* _MATERIAL FOR THE TASK_
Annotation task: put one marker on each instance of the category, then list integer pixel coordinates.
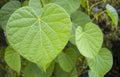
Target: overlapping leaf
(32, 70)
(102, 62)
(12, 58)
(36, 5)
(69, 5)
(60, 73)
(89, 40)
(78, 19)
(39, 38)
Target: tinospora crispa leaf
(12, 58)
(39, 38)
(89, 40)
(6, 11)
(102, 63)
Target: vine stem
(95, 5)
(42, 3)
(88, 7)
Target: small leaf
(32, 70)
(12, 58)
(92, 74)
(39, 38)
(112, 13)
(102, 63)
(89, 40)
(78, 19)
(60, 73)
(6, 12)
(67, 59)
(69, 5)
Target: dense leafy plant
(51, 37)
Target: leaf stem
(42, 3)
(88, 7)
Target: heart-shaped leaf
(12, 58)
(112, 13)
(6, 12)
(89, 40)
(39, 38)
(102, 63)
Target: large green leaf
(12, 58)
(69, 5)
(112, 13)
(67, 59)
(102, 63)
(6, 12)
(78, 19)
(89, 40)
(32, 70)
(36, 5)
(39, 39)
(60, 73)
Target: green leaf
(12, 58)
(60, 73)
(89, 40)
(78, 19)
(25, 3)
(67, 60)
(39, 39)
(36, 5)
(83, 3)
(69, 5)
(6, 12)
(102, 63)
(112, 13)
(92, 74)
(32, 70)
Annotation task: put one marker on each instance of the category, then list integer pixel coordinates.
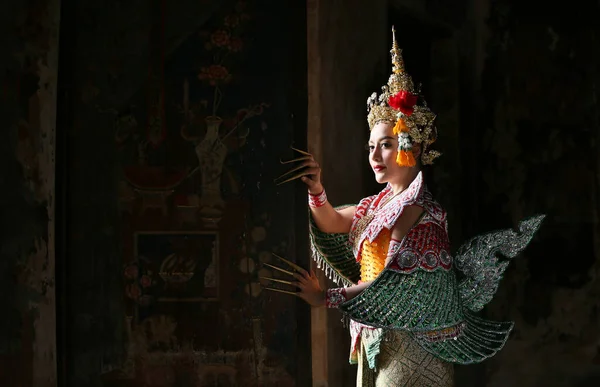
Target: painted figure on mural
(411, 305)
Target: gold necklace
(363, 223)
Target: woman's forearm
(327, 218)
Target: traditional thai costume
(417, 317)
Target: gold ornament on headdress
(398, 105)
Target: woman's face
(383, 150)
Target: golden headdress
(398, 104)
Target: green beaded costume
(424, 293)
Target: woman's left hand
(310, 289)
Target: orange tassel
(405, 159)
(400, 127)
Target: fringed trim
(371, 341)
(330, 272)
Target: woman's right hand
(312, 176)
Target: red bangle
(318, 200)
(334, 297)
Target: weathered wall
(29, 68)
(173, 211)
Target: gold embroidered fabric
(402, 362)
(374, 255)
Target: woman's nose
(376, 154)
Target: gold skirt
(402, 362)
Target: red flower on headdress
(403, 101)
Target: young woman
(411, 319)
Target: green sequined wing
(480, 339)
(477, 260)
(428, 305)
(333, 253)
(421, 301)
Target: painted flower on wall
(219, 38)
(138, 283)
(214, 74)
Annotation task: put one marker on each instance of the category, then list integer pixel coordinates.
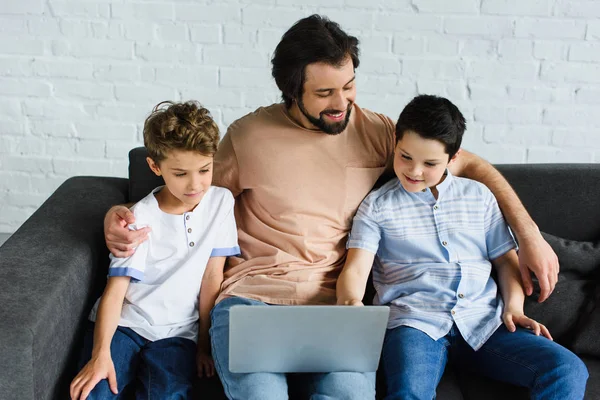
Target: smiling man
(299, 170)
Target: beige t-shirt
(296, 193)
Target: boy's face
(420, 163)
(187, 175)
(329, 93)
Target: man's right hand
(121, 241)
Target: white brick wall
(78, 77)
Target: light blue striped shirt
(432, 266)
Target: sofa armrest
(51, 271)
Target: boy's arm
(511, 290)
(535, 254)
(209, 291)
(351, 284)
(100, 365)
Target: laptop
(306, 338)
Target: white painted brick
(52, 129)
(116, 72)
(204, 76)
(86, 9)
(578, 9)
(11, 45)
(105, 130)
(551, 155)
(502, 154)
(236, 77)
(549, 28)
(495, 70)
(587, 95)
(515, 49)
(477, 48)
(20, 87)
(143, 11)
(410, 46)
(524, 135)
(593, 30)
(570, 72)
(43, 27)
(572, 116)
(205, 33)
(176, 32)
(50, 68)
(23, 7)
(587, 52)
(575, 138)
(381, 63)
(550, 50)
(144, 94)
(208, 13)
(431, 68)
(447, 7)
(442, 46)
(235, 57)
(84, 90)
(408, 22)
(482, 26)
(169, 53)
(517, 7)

* _SET TASK_
Make an exact copy of the listing above. Do not include the pictures.

* _TASK RESULT_
Annotation task: put one marker on each instance of the category, then list integer pixel coordinates.
Target: overlapping leaf
(32, 70)
(102, 62)
(12, 58)
(36, 5)
(69, 5)
(60, 73)
(89, 40)
(78, 19)
(39, 38)
Target: tinospora crispa leaf
(12, 58)
(39, 38)
(89, 40)
(6, 11)
(102, 63)
Target: vine stem
(95, 5)
(42, 3)
(88, 7)
Target: small leaf
(32, 70)
(12, 58)
(92, 74)
(39, 38)
(112, 13)
(102, 63)
(89, 40)
(78, 19)
(60, 73)
(6, 12)
(67, 59)
(69, 5)
Target: dense leafy plant
(51, 37)
Target: leaf stem
(42, 3)
(88, 7)
Target: heart-shaped leaf
(12, 58)
(112, 13)
(6, 12)
(89, 40)
(39, 38)
(102, 63)
Target: large green leaf
(12, 58)
(69, 5)
(112, 13)
(67, 59)
(102, 63)
(6, 12)
(78, 19)
(89, 40)
(32, 70)
(36, 5)
(39, 39)
(60, 73)
Target: green leaf
(12, 58)
(60, 73)
(89, 40)
(78, 19)
(25, 3)
(67, 60)
(39, 39)
(36, 5)
(83, 3)
(69, 5)
(6, 12)
(102, 63)
(112, 13)
(92, 74)
(32, 70)
Annotation task: put one marker on each instance of the category, then list integer pixel coordinates.
Target: painted figure on mural
(411, 305)
Target: gold necklace
(363, 223)
Target: woman's forearm
(327, 218)
Target: traditional thai costume
(417, 317)
Target: gold ornament on headdress
(398, 105)
Target: woman's face
(383, 150)
Target: golden headdress
(398, 104)
Target: green beaded costume
(424, 293)
Target: woman's left hand
(310, 289)
Target: orange tassel
(405, 159)
(400, 127)
Target: fringed trim
(371, 341)
(330, 272)
Target: woman's right hand
(312, 176)
Target: red bangle
(318, 200)
(334, 297)
Target: weathered wall
(29, 68)
(173, 211)
Target: gold embroidered fabric
(402, 362)
(374, 255)
Target: woman's nose
(376, 154)
Target: gold skirt
(402, 362)
Target: red flower on headdress
(403, 101)
Target: young woman
(411, 319)
Target: green sequined wing
(480, 339)
(477, 260)
(428, 305)
(333, 253)
(421, 301)
Target: painted flower on wall
(219, 38)
(138, 283)
(214, 74)
Annotation task: put one marker on each instance of the category, then list integer pixel coordinates.
Target: smiling man
(299, 170)
Target: beige t-shirt
(296, 193)
Target: boy's face
(420, 163)
(187, 175)
(329, 93)
Target: man's right hand
(121, 241)
Target: white brick wall
(78, 77)
Target: light blue striped shirt
(432, 266)
Target: sofa armrest
(51, 271)
Target: boy's arm
(511, 290)
(535, 254)
(209, 291)
(351, 284)
(100, 365)
Target: laptop
(306, 338)
Target: white painted brick
(52, 129)
(116, 72)
(204, 76)
(86, 9)
(578, 9)
(11, 45)
(105, 130)
(551, 155)
(502, 154)
(236, 77)
(549, 28)
(495, 70)
(587, 95)
(515, 49)
(477, 48)
(20, 87)
(143, 11)
(410, 46)
(524, 135)
(593, 30)
(570, 72)
(43, 27)
(572, 116)
(205, 33)
(176, 32)
(50, 68)
(23, 7)
(587, 52)
(575, 138)
(381, 63)
(550, 50)
(144, 94)
(208, 13)
(431, 68)
(447, 7)
(442, 46)
(235, 57)
(84, 90)
(408, 22)
(482, 26)
(169, 53)
(517, 7)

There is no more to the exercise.